Compito assegnato A:
Secondo l'articolo su Davide T., che lavoro faceva Davide nel 1993?
Compito assegnato B:
Scrivi tutte le espressioni con cui Davide definisce l'eutanasia nell'articolo su Davide T.
Compito assegnato C:
Per ciascuna affermazione indica se corrisponde all'articolo su Davide T., riportando le parole dell'articolo che lo dimostrano: (i) la madre di Davide ha 73 anni; (ii) la cannabis terapeutica gli viene fornita dalla regione Lombardia; (iii) Davide prende meno di dieci farmaci al giorno.
---------- Testo di partenza ----------
Chi è l’uomo che Mina Welby sta accompagnando in Svizzera per l’eutanasia

La storia di Davide T.

APR 12, 2017 -

Milano, 12 apr. (askanews) – Davide T., l’uomo malato di sclerosi multipla che Mina Welby sta accompagnando in Svizzera per l’eutanasia, ha deciso di morire perché non vuole più vivere “con il dolore addosso” e perché ritiene che la sua non sia più una vita da vivere ma una condanna da scontare. Lo scrive l’Associazione Luca Coscioni in una nota.

Nel 1993 Davide aveva 27 anni e faceva il barista, a un certo punto ha iniziato a non sentire più un lato del corpo. Erano i primi sintomi della sclerosi multipla. Amava il calcio e la musica, aveva tante idee e la forza di realizzarle. Col passare degli anni la malattia è diventata sempre più insopportabile e crudele. Da mesi non riesce più a far nulla, compreso mangiare e dormire. Passa le giornate a letto o in sedia a rotelle, con uno stimolo costante di andare in bagno. Assume farmaci molto forti contro il dolore, più di quindici al giorno, compreso il metadone che ha importanti effetti collaterali – anche se ormai non sono più efficaci. Solo la cannabis terapeutica, fornita dalla regione Toscana, gli dà sollievo.

Vive con la madre che ha 73 anni e molti problemi di salute, e che lo sostiene nella sua scelta. Parla a fatica, facendo lunghe pause. Sente dolori diversi in tutto il corpo per ventiquattro ore al giorno, senza tregua. Può muoversi sempre meno e qualsiasi movimento, anche il più piccolo gli procura atroci sofferenze.

Non vede davanti a sé nessuna prospettiva, da oltre un anno ormai la sua vita è solo sofferenza.

A fine 2016 ha preso la decisione di ricorrere all’eutanasia, che definisce “una liberazione, un sogno, una vacanza”. La madre lo capisce, soffre ma lo capisce.

Ora è Davide, nome di fantasia, che ha chiesto aiuto a soseutanasia.it perché vuole farla finita prima che “la malattia stronza” gli porti via quel che ancora gli resta della sua vita: a dicembre, in una lunga intervista a Libero, aveva raccontato la sua storia e spiegato che voleva il suicidio assistito prima possibile perché “vivere mi fa troppo male”. Ha 53 anni e ne aveva 27 anni quando si è ammalato, un ragazzone spensierato di un metro e novanta. Faceva il barista e, un giorno, si è accorto che non sentiva più una parte del suo corpo: “Potevano spegnermi una sigaretta addosso, darmi una coltellata, ma ero completamente insensibile”.
---------- Materiale fornito ----------
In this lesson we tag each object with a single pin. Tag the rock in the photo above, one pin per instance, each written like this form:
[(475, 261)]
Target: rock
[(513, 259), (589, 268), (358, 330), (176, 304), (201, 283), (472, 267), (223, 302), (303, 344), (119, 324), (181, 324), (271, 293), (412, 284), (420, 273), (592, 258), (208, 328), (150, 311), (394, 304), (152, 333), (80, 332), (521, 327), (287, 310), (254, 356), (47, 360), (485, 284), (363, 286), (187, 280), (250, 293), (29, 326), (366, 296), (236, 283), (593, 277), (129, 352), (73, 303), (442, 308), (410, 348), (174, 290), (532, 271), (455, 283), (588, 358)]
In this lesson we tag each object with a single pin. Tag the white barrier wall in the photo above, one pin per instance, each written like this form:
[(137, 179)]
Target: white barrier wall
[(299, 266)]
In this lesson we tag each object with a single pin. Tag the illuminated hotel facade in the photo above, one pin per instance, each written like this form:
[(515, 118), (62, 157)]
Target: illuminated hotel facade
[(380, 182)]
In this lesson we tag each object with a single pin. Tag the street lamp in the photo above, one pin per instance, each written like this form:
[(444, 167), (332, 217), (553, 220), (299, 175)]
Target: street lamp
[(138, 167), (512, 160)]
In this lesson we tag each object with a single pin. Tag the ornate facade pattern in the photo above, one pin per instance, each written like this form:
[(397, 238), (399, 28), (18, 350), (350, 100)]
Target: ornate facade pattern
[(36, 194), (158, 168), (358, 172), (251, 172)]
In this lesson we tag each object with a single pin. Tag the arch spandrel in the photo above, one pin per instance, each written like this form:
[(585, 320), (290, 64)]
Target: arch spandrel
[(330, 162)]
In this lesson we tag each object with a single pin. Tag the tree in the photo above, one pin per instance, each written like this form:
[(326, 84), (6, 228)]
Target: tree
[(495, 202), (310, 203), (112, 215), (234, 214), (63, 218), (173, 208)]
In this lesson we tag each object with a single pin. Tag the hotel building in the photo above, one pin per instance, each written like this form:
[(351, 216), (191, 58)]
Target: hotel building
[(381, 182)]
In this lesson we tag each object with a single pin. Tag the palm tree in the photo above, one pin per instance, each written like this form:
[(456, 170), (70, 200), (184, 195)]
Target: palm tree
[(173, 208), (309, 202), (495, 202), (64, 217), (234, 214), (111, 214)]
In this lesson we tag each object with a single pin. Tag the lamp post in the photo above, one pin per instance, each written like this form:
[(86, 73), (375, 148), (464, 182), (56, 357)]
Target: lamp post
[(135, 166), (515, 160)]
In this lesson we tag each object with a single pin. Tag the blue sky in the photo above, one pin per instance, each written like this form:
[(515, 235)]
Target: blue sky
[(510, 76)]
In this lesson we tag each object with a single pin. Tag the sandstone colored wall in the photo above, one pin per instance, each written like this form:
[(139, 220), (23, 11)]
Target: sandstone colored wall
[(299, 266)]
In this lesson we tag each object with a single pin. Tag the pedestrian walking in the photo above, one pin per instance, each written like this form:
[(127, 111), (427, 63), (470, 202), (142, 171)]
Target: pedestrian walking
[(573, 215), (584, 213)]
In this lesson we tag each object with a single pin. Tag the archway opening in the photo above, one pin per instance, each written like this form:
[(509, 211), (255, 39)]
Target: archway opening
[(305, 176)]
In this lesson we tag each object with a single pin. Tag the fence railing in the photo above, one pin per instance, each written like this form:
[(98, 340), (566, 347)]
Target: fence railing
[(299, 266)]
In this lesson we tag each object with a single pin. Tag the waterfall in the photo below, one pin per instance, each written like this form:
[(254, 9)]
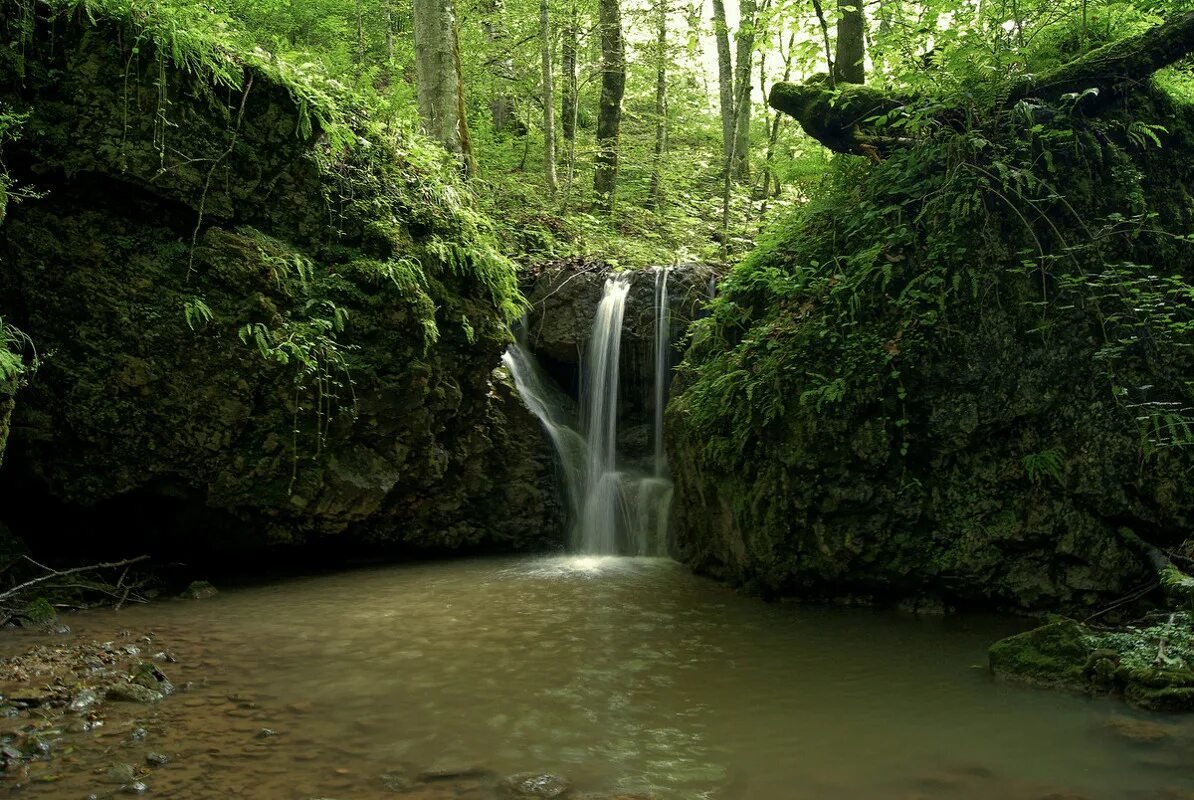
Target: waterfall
[(547, 405), (611, 510), (663, 364), (603, 514)]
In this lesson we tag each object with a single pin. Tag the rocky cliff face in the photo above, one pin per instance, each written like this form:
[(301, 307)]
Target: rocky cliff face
[(912, 394), (564, 300), (253, 315)]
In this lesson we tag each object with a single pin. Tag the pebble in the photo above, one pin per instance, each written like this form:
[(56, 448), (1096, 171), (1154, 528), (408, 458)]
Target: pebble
[(122, 774)]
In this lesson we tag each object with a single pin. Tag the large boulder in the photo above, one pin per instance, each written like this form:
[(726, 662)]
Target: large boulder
[(564, 299), (921, 389), (256, 315)]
----------
Risposta A:
Faceva il barista.

Risposta B:
una liberazione; un sogno; una vacanza

Risposta C:
(i) Sì: "Vive con la madre che ha 73 anni".
(ii) No: "fornita dalla regione Toscana".
(iii) No: "più di quindici al giorno".